- WORK TO COMPLETE
Read through the data below and state how many of its lines contain the word "vegetation", adding nothing.
*** Opening of DATA FOR THIS TASK ***
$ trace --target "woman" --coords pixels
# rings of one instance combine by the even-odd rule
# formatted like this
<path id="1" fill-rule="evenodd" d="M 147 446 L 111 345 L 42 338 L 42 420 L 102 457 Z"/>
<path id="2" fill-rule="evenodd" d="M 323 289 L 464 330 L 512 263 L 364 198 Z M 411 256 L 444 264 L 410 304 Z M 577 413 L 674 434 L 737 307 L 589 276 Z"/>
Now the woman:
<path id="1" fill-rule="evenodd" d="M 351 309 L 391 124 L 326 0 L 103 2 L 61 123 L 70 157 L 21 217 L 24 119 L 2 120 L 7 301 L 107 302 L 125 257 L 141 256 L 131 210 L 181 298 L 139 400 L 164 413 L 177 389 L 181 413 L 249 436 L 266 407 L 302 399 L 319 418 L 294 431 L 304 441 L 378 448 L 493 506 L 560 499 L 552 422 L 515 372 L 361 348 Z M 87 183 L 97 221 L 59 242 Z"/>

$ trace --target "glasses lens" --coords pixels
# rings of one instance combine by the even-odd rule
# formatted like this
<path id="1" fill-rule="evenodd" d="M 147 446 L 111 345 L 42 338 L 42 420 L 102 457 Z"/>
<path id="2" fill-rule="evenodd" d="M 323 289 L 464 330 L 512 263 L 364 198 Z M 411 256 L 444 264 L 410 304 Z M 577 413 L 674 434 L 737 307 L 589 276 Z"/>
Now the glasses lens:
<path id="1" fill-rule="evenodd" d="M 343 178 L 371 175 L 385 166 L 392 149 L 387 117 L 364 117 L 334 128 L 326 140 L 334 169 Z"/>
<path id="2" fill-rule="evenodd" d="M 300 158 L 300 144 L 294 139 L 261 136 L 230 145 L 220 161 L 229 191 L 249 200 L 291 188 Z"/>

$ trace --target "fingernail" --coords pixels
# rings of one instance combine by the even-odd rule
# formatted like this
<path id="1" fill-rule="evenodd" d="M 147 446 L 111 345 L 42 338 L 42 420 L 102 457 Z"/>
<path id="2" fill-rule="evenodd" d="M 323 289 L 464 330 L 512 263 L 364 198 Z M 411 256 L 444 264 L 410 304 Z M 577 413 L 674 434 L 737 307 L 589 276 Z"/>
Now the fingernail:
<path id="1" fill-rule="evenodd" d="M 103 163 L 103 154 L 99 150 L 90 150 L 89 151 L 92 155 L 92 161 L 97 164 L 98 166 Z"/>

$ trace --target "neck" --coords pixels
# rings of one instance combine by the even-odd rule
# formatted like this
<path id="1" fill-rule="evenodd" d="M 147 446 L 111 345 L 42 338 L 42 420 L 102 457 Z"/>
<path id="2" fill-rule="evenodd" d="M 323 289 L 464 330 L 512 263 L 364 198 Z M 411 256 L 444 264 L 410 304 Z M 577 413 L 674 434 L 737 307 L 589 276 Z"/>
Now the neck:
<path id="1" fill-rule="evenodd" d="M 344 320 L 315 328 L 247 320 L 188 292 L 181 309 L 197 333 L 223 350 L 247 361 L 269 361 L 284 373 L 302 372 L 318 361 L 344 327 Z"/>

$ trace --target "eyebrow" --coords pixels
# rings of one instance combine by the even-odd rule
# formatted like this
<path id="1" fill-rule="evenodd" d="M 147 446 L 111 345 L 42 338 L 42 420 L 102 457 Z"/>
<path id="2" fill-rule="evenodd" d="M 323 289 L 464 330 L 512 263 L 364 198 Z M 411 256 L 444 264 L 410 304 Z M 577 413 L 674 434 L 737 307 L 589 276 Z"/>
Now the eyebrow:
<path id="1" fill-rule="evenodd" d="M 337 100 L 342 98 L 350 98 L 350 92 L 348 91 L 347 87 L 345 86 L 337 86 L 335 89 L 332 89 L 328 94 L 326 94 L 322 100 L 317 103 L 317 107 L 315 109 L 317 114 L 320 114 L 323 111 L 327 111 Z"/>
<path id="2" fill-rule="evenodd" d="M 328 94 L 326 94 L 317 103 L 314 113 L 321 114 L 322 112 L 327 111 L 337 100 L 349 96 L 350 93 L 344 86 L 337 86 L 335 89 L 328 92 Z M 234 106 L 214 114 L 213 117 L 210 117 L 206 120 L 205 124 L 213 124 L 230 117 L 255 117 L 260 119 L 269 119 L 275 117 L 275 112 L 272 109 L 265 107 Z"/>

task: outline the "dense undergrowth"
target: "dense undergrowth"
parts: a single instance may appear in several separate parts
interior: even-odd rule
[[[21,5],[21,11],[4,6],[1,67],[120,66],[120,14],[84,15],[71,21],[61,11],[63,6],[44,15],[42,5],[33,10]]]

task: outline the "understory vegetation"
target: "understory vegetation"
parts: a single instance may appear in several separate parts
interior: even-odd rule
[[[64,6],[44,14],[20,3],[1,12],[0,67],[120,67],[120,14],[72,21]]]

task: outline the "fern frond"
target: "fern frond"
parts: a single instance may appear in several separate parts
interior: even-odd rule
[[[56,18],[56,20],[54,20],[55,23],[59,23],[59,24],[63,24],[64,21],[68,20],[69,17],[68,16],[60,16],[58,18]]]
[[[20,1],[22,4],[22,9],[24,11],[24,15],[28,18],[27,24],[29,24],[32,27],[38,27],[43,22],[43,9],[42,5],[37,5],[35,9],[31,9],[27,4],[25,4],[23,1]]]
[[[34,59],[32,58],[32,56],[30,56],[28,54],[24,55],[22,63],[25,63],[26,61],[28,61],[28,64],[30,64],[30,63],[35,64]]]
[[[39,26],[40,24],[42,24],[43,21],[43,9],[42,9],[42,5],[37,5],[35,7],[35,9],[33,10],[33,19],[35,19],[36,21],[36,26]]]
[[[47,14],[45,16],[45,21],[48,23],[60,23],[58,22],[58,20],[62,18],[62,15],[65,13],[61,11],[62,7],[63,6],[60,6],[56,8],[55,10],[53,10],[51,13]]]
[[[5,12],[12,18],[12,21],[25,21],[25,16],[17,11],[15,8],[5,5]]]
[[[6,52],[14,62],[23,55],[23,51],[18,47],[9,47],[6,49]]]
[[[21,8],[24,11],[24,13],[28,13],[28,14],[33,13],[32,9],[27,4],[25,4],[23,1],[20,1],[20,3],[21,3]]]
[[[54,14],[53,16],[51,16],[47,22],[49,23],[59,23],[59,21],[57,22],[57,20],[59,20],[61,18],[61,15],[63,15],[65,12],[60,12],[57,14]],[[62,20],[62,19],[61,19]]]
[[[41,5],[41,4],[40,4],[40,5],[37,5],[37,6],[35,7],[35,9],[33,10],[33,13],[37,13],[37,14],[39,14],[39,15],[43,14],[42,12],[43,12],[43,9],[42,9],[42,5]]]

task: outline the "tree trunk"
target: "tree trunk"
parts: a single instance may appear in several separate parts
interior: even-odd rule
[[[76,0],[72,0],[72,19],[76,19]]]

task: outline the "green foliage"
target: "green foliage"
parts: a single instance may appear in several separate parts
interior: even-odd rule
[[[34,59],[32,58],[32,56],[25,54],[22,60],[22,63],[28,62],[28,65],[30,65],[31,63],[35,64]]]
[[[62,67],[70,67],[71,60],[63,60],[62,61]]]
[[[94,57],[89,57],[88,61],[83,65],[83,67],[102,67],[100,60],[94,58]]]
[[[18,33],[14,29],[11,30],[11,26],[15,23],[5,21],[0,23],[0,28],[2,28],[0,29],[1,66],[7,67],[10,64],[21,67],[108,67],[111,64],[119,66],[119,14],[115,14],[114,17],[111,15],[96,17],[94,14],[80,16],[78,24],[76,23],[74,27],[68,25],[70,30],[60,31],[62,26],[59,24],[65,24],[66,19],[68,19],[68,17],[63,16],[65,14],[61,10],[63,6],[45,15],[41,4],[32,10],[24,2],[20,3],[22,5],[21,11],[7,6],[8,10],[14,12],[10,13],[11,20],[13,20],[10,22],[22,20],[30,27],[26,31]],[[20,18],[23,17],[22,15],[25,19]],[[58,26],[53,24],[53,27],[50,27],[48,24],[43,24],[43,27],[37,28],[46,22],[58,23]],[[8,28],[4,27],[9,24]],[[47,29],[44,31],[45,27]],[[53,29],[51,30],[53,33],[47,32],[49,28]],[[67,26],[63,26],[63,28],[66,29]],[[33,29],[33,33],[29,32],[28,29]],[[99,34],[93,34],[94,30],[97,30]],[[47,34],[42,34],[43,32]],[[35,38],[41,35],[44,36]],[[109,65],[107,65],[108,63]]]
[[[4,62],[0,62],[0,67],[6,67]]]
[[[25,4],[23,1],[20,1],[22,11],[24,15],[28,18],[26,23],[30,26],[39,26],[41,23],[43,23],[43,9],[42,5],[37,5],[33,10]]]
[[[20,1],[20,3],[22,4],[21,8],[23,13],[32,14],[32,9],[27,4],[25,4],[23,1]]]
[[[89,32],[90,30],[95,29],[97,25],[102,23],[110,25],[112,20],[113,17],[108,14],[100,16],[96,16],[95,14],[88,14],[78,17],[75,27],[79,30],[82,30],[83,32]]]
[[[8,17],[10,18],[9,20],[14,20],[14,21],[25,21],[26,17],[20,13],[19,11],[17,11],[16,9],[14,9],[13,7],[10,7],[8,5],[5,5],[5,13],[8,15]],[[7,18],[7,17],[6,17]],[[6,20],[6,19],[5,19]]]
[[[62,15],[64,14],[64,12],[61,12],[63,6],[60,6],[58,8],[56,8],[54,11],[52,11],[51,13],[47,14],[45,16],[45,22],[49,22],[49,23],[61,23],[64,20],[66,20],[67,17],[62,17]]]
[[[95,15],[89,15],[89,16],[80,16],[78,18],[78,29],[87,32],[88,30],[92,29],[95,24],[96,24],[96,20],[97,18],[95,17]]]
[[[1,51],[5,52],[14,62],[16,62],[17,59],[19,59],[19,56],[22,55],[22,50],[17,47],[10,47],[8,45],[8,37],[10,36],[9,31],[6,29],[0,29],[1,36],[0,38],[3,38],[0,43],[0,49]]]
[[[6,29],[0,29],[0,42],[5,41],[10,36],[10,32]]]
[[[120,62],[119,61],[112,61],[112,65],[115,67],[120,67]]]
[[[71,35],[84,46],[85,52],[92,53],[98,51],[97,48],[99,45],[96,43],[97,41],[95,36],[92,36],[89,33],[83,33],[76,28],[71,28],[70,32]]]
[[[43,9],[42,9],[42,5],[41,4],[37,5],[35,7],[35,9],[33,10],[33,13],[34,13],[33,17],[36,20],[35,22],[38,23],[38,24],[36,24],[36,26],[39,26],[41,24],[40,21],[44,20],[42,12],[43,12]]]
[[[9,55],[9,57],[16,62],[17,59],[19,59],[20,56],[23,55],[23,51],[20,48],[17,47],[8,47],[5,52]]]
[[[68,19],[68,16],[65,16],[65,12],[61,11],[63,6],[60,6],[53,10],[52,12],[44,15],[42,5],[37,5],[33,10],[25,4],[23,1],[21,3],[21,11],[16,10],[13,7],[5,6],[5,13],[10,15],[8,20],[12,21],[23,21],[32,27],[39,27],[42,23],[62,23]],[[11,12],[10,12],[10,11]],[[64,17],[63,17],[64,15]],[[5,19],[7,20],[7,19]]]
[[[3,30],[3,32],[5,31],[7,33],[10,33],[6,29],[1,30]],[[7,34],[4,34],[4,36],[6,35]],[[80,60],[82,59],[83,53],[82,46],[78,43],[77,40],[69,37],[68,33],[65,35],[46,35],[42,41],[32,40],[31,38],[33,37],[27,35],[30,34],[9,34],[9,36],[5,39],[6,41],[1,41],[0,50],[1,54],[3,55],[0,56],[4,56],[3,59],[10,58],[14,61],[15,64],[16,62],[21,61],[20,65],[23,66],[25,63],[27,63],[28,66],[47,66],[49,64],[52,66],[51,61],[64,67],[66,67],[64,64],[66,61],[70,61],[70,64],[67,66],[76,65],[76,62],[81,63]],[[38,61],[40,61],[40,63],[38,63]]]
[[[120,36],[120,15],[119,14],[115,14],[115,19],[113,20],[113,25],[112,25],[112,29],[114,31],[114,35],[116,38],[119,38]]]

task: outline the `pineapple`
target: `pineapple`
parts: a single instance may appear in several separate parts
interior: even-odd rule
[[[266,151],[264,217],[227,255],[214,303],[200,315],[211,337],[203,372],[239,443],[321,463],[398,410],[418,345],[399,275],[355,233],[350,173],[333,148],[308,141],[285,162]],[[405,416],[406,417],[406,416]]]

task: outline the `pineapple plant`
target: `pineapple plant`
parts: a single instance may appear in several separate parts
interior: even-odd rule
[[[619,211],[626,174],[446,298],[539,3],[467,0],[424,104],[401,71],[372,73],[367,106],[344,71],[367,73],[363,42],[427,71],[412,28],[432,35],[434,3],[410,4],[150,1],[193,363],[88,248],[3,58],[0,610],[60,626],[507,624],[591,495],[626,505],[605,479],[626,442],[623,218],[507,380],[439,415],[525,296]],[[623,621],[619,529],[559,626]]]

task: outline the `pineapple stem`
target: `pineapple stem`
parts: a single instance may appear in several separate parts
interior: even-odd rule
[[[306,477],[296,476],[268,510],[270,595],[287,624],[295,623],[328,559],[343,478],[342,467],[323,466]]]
*** Close of DATA FOR THIS TASK ***
- RESULT OF THIS TASK
2